• **WHAT IS NEEDED**: Each line in the records that mentions the word "below" needs to be listed.

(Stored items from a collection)
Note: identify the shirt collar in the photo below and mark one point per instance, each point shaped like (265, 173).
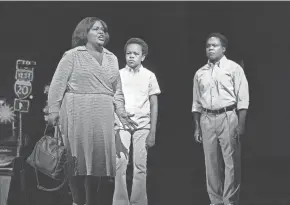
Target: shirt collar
(84, 48)
(219, 63)
(131, 70)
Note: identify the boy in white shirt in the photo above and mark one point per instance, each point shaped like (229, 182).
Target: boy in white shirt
(140, 89)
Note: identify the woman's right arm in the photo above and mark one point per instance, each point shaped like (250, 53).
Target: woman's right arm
(59, 82)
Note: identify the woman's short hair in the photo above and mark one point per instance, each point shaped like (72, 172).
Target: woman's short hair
(139, 41)
(79, 37)
(223, 39)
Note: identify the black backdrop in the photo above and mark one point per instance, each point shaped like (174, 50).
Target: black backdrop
(258, 34)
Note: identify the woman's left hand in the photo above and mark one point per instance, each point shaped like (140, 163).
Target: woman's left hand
(127, 122)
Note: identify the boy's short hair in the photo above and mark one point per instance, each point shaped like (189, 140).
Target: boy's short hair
(223, 39)
(139, 41)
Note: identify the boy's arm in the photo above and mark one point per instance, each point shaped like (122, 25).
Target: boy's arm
(154, 91)
(154, 112)
(150, 141)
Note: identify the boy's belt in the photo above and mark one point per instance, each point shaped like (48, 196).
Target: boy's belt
(221, 110)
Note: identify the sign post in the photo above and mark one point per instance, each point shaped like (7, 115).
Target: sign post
(22, 88)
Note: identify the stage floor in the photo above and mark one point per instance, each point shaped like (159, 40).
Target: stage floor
(264, 182)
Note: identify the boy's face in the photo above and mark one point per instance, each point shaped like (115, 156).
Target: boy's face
(134, 56)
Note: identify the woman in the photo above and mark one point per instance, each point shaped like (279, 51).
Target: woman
(84, 93)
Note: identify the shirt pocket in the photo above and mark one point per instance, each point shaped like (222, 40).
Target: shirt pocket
(225, 79)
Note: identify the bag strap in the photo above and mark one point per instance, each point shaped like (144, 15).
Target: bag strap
(65, 166)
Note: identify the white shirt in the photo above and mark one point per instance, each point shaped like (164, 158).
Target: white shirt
(137, 86)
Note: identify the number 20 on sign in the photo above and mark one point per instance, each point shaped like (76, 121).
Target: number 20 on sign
(22, 89)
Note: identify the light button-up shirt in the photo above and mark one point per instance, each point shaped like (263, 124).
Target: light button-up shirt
(220, 85)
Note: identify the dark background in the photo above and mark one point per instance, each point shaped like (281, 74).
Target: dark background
(258, 34)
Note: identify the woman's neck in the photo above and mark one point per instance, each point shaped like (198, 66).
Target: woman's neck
(94, 48)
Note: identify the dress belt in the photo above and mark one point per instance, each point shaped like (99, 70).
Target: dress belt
(78, 92)
(221, 110)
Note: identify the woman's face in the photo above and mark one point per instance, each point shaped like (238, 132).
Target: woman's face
(96, 35)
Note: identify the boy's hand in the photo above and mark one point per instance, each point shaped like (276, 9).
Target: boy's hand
(127, 122)
(150, 140)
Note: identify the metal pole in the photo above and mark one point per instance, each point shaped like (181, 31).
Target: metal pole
(20, 140)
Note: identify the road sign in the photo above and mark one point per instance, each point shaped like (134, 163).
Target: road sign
(25, 64)
(22, 89)
(22, 74)
(21, 105)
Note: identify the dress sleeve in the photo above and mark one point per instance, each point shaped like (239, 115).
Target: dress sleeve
(59, 82)
(119, 100)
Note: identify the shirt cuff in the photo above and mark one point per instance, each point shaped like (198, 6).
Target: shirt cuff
(53, 109)
(196, 109)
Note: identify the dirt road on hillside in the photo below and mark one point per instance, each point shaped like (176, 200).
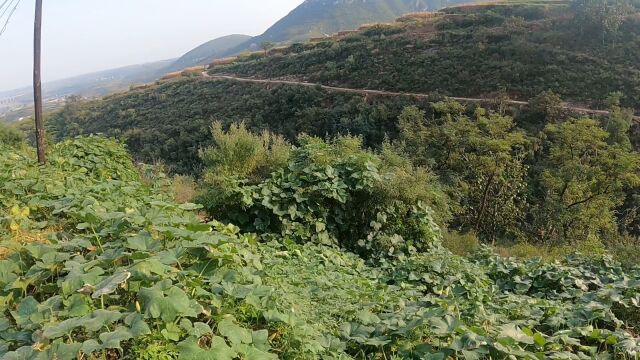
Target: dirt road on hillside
(576, 109)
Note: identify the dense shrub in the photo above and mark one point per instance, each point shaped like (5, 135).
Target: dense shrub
(333, 193)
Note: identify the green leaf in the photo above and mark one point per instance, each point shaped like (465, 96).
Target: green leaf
(111, 284)
(171, 332)
(112, 340)
(235, 333)
(190, 350)
(513, 332)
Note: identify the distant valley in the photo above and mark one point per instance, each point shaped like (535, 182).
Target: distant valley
(312, 19)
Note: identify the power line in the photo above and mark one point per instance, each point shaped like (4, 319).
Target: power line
(4, 3)
(4, 27)
(6, 8)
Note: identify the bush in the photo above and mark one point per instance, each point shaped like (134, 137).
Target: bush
(333, 193)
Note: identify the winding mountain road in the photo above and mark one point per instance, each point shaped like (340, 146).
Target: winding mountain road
(576, 109)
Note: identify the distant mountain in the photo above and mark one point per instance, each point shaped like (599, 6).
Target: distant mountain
(208, 51)
(317, 18)
(18, 103)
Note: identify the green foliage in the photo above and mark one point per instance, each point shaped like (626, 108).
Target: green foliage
(480, 158)
(238, 153)
(334, 193)
(171, 122)
(522, 48)
(10, 136)
(129, 274)
(583, 181)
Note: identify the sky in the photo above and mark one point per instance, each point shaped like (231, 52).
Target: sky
(84, 36)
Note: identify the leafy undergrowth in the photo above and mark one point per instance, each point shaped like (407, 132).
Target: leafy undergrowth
(125, 272)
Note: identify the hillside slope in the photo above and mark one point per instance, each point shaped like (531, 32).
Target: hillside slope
(318, 18)
(208, 51)
(512, 49)
(18, 103)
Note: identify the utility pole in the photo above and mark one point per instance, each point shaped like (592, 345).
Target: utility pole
(37, 83)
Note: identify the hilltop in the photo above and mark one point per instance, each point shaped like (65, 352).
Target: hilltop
(208, 51)
(321, 18)
(512, 49)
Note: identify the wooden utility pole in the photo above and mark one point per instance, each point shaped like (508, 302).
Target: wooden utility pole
(37, 83)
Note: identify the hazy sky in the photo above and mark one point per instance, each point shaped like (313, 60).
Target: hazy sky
(82, 36)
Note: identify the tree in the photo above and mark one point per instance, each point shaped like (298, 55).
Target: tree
(582, 182)
(618, 123)
(266, 46)
(604, 16)
(479, 158)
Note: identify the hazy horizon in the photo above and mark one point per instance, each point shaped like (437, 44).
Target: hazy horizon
(81, 37)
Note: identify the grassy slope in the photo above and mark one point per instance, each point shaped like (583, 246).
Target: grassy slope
(208, 51)
(170, 122)
(520, 48)
(317, 18)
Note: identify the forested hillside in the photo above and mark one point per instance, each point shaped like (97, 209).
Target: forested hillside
(321, 18)
(519, 49)
(204, 217)
(207, 52)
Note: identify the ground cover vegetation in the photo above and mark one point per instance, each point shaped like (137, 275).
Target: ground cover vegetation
(311, 224)
(99, 262)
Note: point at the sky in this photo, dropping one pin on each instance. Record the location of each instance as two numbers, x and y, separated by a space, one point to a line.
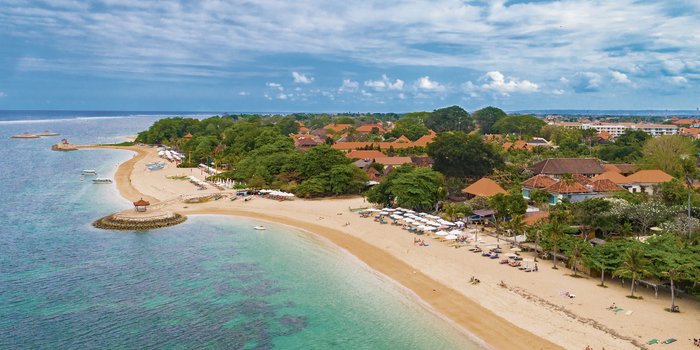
348 56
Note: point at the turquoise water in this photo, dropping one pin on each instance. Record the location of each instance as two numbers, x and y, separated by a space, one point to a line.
213 282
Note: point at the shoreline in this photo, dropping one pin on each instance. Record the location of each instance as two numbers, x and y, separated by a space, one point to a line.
528 313
448 303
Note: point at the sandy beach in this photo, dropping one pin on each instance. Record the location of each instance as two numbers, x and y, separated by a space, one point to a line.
528 312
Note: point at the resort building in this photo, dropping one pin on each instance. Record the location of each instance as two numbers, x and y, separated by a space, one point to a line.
617 129
556 167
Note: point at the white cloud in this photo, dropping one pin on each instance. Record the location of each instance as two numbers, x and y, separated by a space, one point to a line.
348 86
424 83
275 86
680 80
620 77
301 78
496 82
385 84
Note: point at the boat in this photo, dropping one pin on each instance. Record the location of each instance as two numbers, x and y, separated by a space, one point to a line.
25 135
100 180
48 133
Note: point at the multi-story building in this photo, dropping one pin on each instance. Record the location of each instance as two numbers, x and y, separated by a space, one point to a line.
617 129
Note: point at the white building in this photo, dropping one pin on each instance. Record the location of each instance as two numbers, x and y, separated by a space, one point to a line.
617 129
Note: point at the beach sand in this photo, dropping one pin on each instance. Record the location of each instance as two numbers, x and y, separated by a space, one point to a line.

• **REPLY**:
Note: identify the shirt collar in the photo below and mark one point per instance, each point shaped like (265, 173).
Note: identify the dirt road on hillside in the photo below and mark one point per instance, each point shaped like (176, 200).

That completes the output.